SUPPLIED TEXT —
....................

A dask-distributed scheduler and set of workers was already set up on the cluster. See [here](distributed.readthedocs.org/en/latest/) for a detailed description of the design and use of distributed.

In [16]:
import distributed
e = distributed.Executor('localhost:8786')
e.ncores()
# JSON interface on :9786
# web interface on :8787

{'172.31.2.252:36319': 2,
 '172.31.2.252:45257': 2,
 '172.31.2.253:33361': 2,
 '172.31.2.253:39447': 2,
 '172.31.2.254:45268': 2,
 '172.31.2.254:50737': 2}

First, lets transfer the data to the local HDFS. No parallelism is required for this, the first function could be run over the files serially. However, this demonstrated how `distcp` (which may be familiar from the map-reduce world) can be simply parallelised over the nodes using a single call to `map`. Since all the cores access the same HDFS, they can write locally, but the blocks are replicated for fault tolerance around the cluster.

In [17]:
def download(origin, destination, host=hdfs.host, port=hdfs.port):
    """ S3->HDFS streaming downloader """
    hdfs = hdfs3.HDFileSystem(host=host, port=port)
    s3 = s3fs.S3FileSystem()
    blocksize = 10**7
    out = True
    with s3.open(origin, 'rb') as f1, hdfs.open(destination, 'wb') as f2:
        while out:
            out = f1.read(blocksize)
            f2.write(out)

def distcp(inglob, outpath, executor):
    """ Parallel distributed S3->HDFS downloader"""
    hdfs = hdfs3.HDFileSystem()
    hdfs.mkdir(outpath)
    s3 = s3fs.S3FileSystem()
    infiles = s3.glob(inglob)
    outfiles = [outpath + f.rsplit('/', 1)[1] for f in infiles]
    return executor.map(download, infiles, outfiles)

Now we perform the copy. Notice that `map`, above, returns *futures*, local handles to operations happening on the cluster, but that the client does not block. However, we can monitor its progress either here in the notebook, through the REST interface, or in the web UI. There is also a simplified text progressbar for console use.

In [18]:
futures = distcp('dask-data/nyc-taxi/2014/*', '/NYC/', e)

....................

SUPPLIED INFORMATION —

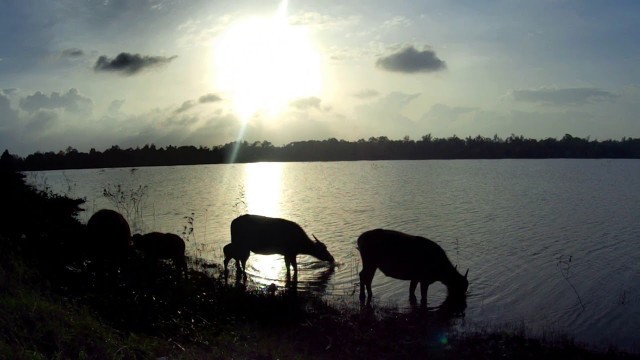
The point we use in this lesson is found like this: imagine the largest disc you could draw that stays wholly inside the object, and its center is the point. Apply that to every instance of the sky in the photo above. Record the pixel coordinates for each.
(93, 74)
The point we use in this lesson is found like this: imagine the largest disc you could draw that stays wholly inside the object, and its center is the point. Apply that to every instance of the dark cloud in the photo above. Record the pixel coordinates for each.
(566, 96)
(130, 64)
(208, 98)
(204, 99)
(409, 60)
(70, 101)
(306, 103)
(115, 107)
(72, 53)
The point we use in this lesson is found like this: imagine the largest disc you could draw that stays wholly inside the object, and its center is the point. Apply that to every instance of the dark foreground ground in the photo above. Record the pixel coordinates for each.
(53, 306)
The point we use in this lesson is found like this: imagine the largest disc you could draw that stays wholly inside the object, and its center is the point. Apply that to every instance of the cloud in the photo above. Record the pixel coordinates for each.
(209, 98)
(130, 64)
(8, 115)
(385, 117)
(559, 97)
(115, 107)
(71, 101)
(306, 103)
(323, 21)
(72, 53)
(185, 106)
(366, 94)
(204, 99)
(409, 60)
(396, 22)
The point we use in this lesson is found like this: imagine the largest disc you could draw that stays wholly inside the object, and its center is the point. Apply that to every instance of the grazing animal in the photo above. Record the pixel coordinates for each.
(266, 235)
(157, 245)
(109, 235)
(407, 257)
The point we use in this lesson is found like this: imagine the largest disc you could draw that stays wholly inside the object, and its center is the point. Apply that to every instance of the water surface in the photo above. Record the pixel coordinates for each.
(551, 244)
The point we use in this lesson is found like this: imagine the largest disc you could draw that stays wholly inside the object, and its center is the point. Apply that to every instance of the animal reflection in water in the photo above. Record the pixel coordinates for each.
(407, 257)
(267, 236)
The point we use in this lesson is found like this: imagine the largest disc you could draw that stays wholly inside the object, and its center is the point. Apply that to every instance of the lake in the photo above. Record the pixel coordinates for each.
(553, 245)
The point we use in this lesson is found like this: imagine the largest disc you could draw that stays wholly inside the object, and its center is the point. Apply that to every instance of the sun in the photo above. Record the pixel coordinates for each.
(263, 63)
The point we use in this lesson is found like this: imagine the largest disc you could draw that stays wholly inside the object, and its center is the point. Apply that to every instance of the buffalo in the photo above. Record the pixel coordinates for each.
(407, 257)
(266, 235)
(109, 235)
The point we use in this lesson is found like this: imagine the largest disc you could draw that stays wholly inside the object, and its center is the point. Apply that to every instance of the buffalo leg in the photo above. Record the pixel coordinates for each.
(412, 289)
(424, 286)
(287, 263)
(366, 277)
(294, 263)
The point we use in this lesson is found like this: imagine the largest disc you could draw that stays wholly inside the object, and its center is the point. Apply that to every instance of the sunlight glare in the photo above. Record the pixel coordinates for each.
(263, 188)
(264, 63)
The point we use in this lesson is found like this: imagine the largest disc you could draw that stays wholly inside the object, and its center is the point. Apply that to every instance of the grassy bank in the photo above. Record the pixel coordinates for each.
(52, 306)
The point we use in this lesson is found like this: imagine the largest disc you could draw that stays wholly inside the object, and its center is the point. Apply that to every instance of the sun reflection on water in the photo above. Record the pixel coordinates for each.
(263, 188)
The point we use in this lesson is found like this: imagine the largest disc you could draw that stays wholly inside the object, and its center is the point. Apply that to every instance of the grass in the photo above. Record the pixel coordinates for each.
(53, 307)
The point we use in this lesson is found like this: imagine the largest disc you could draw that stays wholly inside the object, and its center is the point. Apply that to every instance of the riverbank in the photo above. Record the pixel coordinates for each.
(53, 306)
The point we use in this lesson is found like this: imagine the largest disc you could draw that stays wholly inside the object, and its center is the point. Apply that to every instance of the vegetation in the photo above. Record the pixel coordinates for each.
(54, 306)
(376, 148)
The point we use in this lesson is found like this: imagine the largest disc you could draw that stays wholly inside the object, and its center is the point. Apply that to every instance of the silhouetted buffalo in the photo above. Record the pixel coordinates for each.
(407, 257)
(109, 235)
(265, 235)
(157, 245)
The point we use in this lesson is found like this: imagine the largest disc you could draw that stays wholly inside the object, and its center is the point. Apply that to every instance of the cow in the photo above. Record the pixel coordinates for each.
(266, 236)
(407, 257)
(157, 245)
(109, 236)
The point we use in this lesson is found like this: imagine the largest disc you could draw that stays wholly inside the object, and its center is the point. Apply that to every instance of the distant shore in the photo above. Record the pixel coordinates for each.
(375, 148)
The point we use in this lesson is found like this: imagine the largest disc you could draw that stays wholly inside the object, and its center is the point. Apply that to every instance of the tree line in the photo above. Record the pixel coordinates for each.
(375, 148)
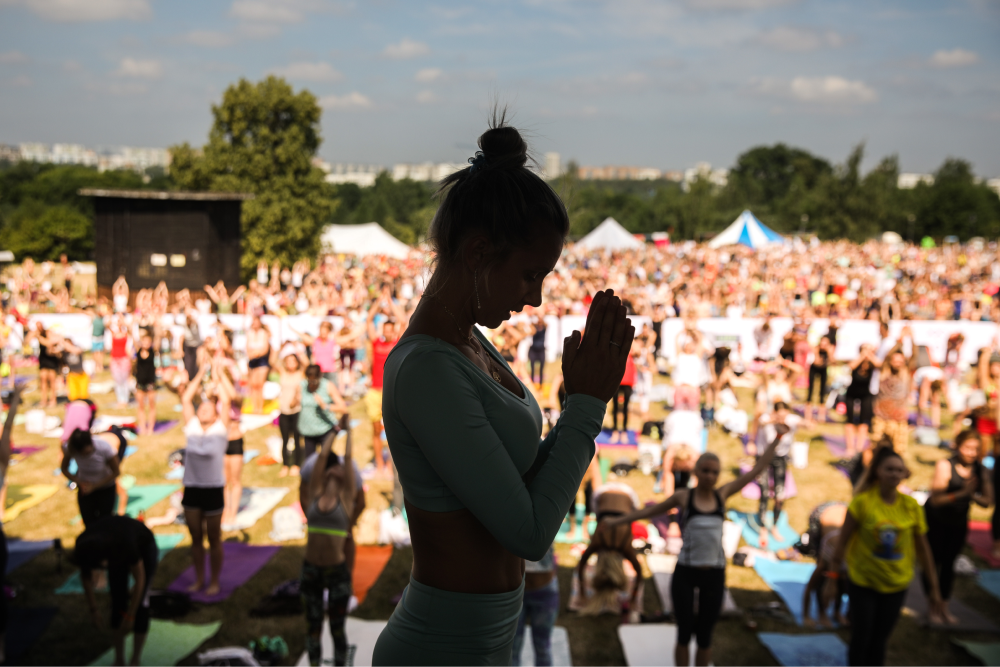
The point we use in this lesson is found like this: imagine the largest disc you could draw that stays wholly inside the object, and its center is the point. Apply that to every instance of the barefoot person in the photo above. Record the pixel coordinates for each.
(884, 532)
(702, 562)
(958, 482)
(128, 549)
(465, 433)
(329, 508)
(207, 432)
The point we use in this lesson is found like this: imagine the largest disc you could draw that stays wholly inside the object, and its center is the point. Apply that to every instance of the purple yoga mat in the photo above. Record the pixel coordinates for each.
(240, 562)
(752, 491)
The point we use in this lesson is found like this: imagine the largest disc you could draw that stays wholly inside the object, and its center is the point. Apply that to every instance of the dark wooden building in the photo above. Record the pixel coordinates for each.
(188, 239)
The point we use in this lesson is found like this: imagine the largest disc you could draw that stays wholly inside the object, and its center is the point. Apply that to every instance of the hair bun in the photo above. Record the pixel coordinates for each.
(504, 146)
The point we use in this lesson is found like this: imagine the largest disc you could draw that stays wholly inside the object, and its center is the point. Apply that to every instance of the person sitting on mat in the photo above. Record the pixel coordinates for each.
(702, 561)
(126, 547)
(611, 545)
(329, 508)
(825, 523)
(772, 479)
(206, 429)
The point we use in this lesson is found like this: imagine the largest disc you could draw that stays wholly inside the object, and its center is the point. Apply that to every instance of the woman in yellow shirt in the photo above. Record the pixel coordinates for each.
(883, 532)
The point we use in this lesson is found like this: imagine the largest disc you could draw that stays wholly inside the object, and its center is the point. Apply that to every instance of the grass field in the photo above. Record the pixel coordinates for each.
(71, 639)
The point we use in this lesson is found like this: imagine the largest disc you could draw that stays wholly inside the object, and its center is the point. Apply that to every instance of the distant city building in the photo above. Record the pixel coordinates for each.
(425, 171)
(619, 173)
(910, 181)
(553, 166)
(124, 157)
(703, 170)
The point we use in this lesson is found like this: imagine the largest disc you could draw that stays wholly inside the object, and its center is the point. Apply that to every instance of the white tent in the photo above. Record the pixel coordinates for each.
(365, 239)
(609, 235)
(746, 230)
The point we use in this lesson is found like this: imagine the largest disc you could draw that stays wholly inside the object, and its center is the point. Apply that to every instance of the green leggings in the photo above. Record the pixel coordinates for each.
(435, 628)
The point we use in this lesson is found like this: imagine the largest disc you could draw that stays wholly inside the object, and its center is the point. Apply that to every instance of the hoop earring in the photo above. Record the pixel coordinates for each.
(475, 285)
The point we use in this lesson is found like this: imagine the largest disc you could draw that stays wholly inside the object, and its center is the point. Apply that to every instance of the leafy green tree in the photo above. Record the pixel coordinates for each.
(263, 139)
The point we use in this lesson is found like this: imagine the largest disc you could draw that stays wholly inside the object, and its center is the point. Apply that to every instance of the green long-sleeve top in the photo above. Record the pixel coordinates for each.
(461, 440)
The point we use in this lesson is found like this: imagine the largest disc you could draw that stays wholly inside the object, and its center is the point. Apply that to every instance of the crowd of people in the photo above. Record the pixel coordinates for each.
(151, 339)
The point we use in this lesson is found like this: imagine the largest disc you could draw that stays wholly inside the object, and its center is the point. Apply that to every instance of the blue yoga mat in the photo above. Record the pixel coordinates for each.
(751, 528)
(822, 650)
(20, 552)
(990, 581)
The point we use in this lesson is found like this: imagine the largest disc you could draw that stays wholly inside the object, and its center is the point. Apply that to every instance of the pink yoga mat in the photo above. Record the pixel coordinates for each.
(240, 562)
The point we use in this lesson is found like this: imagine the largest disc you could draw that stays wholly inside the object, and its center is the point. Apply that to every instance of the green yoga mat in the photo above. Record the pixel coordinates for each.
(168, 643)
(987, 653)
(165, 543)
(141, 498)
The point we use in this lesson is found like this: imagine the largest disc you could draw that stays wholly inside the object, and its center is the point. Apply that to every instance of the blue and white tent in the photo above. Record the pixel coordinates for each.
(746, 230)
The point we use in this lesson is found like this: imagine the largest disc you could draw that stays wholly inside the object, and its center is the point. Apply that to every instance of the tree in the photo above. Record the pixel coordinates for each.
(263, 139)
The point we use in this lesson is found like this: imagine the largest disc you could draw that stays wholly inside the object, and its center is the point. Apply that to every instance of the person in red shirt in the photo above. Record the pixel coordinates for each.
(381, 347)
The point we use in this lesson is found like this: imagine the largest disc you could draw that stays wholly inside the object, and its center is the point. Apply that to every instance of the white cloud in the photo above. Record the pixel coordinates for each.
(13, 58)
(353, 100)
(90, 10)
(319, 71)
(266, 11)
(790, 38)
(737, 4)
(817, 90)
(208, 38)
(406, 48)
(953, 58)
(139, 69)
(428, 75)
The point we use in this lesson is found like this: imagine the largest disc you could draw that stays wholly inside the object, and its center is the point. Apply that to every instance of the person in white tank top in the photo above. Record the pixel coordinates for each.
(206, 430)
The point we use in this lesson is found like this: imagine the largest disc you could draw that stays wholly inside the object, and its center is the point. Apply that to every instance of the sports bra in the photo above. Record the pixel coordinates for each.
(702, 532)
(460, 440)
(334, 522)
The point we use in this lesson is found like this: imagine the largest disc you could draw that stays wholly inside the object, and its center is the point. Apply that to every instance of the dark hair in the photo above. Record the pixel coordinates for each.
(79, 440)
(497, 195)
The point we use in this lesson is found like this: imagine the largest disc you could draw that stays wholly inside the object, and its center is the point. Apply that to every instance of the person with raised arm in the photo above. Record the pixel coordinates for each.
(701, 563)
(483, 492)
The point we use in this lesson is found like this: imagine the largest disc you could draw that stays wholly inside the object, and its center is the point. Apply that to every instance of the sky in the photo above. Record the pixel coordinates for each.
(662, 84)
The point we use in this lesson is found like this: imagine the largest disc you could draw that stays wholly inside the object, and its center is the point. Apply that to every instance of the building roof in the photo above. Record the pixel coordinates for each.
(167, 194)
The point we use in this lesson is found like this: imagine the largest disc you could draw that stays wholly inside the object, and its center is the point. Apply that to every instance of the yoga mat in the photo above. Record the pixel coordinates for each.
(167, 644)
(240, 562)
(255, 503)
(819, 650)
(751, 527)
(982, 542)
(969, 620)
(361, 636)
(752, 491)
(986, 653)
(24, 497)
(989, 580)
(604, 438)
(369, 562)
(788, 579)
(651, 644)
(164, 543)
(662, 581)
(20, 552)
(142, 498)
(25, 626)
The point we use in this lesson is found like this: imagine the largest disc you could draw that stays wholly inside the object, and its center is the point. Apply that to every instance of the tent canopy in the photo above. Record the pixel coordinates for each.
(746, 230)
(609, 235)
(365, 239)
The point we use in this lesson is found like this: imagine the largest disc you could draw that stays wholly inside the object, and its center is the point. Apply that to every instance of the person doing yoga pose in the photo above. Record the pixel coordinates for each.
(329, 509)
(702, 562)
(464, 432)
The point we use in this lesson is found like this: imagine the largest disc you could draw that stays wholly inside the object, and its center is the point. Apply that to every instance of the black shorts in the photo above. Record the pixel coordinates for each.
(235, 447)
(209, 500)
(260, 362)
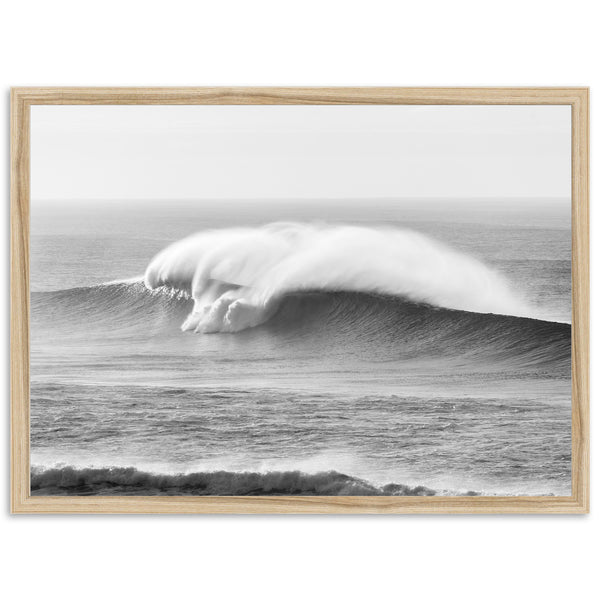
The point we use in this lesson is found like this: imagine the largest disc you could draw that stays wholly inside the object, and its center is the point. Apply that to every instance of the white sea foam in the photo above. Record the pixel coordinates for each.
(236, 276)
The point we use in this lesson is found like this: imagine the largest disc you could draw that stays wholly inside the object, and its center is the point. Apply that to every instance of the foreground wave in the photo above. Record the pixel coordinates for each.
(237, 276)
(125, 481)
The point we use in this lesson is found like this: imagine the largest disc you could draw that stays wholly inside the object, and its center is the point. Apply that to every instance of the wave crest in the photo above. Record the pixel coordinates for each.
(237, 276)
(130, 481)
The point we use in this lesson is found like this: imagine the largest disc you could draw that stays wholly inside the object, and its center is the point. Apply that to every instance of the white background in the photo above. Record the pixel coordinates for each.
(415, 43)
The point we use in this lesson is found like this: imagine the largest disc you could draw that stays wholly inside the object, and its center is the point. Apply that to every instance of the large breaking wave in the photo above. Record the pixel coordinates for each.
(237, 277)
(121, 481)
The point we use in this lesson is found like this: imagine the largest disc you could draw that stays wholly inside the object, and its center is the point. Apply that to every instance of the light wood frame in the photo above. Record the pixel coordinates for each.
(22, 501)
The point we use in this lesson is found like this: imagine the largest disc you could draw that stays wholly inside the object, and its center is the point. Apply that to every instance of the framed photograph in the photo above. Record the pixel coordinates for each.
(299, 300)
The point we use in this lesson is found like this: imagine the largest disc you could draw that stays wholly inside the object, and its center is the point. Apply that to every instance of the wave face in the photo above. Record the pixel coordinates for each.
(236, 277)
(339, 324)
(123, 481)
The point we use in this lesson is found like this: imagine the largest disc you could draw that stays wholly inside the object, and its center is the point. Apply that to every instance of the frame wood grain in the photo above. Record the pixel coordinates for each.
(21, 101)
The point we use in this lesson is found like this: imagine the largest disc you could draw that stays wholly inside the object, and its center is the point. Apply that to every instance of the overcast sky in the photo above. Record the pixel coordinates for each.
(278, 152)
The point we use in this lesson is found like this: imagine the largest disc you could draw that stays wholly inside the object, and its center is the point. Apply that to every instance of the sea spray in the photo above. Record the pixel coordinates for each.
(236, 276)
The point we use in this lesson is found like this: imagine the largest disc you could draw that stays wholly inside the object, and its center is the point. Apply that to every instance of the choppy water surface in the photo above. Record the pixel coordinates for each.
(348, 355)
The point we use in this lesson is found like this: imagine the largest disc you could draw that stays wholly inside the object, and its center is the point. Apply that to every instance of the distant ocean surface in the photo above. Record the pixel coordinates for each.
(314, 360)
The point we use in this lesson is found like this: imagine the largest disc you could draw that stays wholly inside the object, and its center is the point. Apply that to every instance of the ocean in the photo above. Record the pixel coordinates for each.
(376, 347)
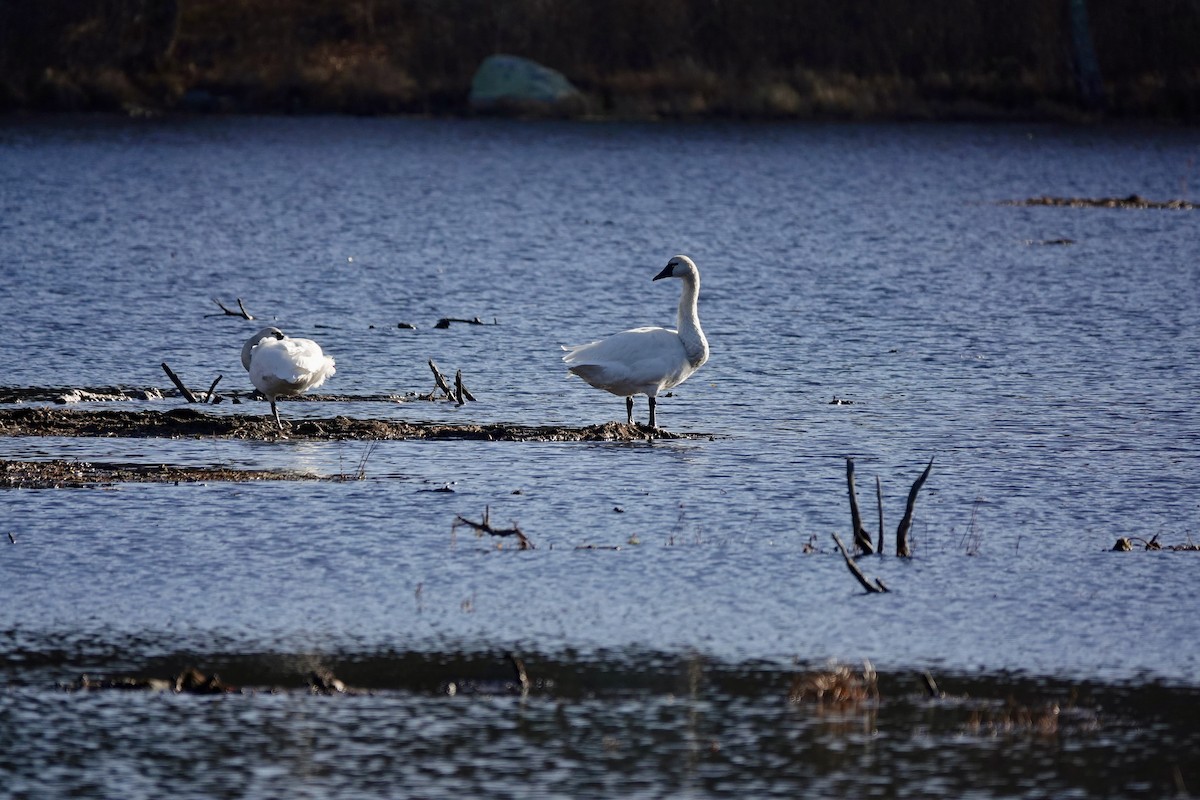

....................

THE PROBLEM —
Retype the passage of the HDFS copying text above word for word, starting at "hdfs = hdfs3.HDFileSystem(host=host, port=port)" and going down to "hdfs.mkdir(outpath)".

EXERCISE RESULT —
hdfs = hdfs3.HDFileSystem(host=host, port=port)
    s3 = s3fs.S3FileSystem()
    blocksize = 10**7
    out = True
    with s3.open(origin, 'rb') as f1, hdfs.open(destination, 'wb') as f2:
        while out:
            out = f1.read(blocksize)
            f2.write(out)

def distcp(inglob, outpath, executor):
    """ Parallel distributed S3->HDFS downloader"""
    hdfs = hdfs3.HDFileSystem()
    hdfs.mkdir(outpath)